--- Task brief ---
Put each line of the material below into a JSON list of strings, with one string per line and blank lines left out.

--- Data records ---

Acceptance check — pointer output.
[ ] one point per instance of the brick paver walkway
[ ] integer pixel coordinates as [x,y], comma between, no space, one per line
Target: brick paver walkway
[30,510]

---

--- Written answer ---
[
  "Acceptance check — pointer output.",
  "[ ] one point per instance of the brick paver walkway",
  "[ ] integer pixel coordinates as [x,y], comma between, no space, one per line",
  "Target: brick paver walkway",
  "[30,510]"
]